*Dataset rows*.
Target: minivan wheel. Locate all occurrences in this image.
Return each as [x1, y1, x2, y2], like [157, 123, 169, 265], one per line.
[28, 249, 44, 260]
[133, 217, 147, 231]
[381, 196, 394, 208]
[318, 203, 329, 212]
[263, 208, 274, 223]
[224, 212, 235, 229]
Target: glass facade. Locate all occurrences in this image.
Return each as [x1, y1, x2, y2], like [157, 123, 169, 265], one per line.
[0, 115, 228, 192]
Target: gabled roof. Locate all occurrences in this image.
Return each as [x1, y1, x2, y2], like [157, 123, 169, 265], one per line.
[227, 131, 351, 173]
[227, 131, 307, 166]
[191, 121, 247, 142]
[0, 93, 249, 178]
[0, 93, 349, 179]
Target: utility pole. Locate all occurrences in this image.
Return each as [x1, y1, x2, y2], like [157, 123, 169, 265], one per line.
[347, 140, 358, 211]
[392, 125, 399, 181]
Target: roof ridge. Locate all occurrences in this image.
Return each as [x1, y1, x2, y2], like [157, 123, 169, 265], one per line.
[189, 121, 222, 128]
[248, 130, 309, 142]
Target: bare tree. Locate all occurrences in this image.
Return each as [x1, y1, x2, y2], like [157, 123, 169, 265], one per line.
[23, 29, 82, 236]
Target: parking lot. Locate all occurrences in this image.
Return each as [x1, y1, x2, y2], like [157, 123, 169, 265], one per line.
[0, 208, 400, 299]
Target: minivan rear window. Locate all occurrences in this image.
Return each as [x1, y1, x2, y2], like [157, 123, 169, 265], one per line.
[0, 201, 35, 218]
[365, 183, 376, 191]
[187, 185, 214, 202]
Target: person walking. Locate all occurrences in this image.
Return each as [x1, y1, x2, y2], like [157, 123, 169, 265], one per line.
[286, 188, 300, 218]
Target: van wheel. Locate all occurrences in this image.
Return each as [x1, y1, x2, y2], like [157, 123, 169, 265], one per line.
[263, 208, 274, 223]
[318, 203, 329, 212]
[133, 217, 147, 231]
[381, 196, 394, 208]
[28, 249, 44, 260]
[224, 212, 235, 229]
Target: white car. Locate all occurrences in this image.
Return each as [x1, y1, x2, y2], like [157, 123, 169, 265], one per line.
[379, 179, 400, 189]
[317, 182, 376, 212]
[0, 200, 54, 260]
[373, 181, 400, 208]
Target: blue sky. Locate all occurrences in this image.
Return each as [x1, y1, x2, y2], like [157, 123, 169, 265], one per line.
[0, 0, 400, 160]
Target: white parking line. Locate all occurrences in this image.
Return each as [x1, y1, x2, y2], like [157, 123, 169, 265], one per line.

*EXERCISE DETAILS*. Pull out every line in the records above that contains the word "parking", and copy each of those lines in full.

*EXERCISE RESPONSE*.
Target: parking lot. Locate all occurrences in this image.
Target: white parking line. Locate all occurrences in this image.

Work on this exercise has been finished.